Please reproduce the part of the thread on the open/closed problem in AI starting at "I see your argument" and ending at "a closed loop.", word for word.

Selected text:
++++++++++++++++++++
The Open/Closed Problem in AI
12 points by mempko
12 points by mempko
I don't see a problem with baking LLM inference into hardware.
Our capital overlords decided they're going to stuff LLMs into everything, even if it boils rivers dry, so any efficiency improvement is helpful.
The GPUs we have are ridiculously ill-suited for LLM inference. They have way too much compute compared to RAM bandwidth. Inference at large scale is a complicated slicing of models across GPUs with very fast interconnects, and even that only improves throughput, not latency and not efficiency.
I don't think model architecture changes will obsolete such ASICs before chip making process will. We haven't moved past the Transformer model since the original GPT. All the inference improvements can be boiled down to more matrix multiplications. The ASIC aren't literally a single model, just a dumb GPGPU without any pixels or triangles, just maximising matmul and memory.
The ASIC aren't literally a single model
Only partially true! TPUs and GPUs aren't, but Taalas chips are literally single-model ASICs (and crazy fast).
Also, just matmuls+transformers don't get you all the way to the end these days anymore. Modern LLMs, because of the computational costs of self-attention, only use it on a handful of layers, with others using one of sliding-window attention, recurrent blocks, or convolutional blocks. (SWA is just attention, so that's fine, but the others are quite different).
It is not 100% clear to me if Taalas allow at least fine-tuning (for the exact same structure); some fragments of their website say yes, some other parts of the site contain literally «Lorem ipsum», so I am not sure of anything.
I see your argument that the 'deciders' made their decision around LLMs. I tried to make the claim that decision is wrong. But you are right in that if they won't change their minds, might as well make it more efficient.
The AI part of GPUs are already just a bunch of matrix multiplication units, and e.g. Google have been using (and leasing to others) their TPU ASICs for ages now.
Our brains use a closed loop to learn. Our brains have a model of the outside world; they make predictions on what our senses should sense, and then check our senses to see how far off the prediction is. If the prediction is wrong, the brain is surprised and updates the model to make a more accurate prediction. In other words, there is no outside process for our brains to accumulate knowledge. It's done all inside our brain, a closed loop.
Wrong in a very fundamental way. The world is the outside process. Kant's division of phenomena and noumena forgets that we have immediate access to the objects of our contemplation and can make direct changes to them.
Interesting.
Could you make the same point about the stack register? Back in the day there used to be a lot of different programming paradigms, but now we all just use stacks. But stacks seem fine so it's not a problem?
C++ got co-routines which are a generalization of function calls. The stack is ok but languages today still have to work around it to do interesting things.
++++++++++++++++++++
Entries supplied:
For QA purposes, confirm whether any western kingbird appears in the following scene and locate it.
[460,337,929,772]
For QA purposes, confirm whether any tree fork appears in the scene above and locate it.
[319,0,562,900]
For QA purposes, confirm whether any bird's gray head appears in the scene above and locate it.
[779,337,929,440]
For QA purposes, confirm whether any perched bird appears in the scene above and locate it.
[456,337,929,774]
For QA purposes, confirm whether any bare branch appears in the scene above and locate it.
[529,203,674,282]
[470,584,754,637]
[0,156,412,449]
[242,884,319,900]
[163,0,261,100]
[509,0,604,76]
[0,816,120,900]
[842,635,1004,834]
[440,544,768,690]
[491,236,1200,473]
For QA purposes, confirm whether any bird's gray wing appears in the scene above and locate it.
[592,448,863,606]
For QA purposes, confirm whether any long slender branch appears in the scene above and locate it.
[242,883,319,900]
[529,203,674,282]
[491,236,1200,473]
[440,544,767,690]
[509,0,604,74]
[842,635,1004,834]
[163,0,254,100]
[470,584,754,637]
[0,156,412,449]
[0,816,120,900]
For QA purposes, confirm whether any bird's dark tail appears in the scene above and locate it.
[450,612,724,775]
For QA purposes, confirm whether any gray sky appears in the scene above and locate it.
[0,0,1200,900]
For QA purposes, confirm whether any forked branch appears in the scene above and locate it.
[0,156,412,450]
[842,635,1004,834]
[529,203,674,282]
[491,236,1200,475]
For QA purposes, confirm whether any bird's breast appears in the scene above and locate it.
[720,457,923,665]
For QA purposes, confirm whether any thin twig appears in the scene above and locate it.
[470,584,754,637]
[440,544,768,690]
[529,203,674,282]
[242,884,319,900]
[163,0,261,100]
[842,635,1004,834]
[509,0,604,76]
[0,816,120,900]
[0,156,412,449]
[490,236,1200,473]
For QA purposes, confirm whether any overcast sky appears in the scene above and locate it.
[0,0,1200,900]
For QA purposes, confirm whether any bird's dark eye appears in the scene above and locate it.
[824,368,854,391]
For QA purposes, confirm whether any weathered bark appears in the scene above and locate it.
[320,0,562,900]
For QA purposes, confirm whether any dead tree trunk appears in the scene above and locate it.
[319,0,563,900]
++++++++++++++++++++
Response box:
I see your argument that the 'deciders' made their decision around LLMs. I tried to make the claim that decision is wrong. But you are right in that if they won't change their minds, might as well make it more efficient.
The AI part of GPUs are already just a bunch of matrix multiplication units, and e.g. Google have been using (and leasing to others) their TPU ASICs for ages now.
Our brains use a closed loop to learn. Our brains have a model of the outside world; they make predictions on what our senses should sense, and then check our senses to see how far off the prediction is. If the prediction is wrong, the brain is surprised and updates the model to make a more accurate prediction. In other words, there is no outside process for our brains to accumulate knowledge. It's done all inside our brain, a closed loop.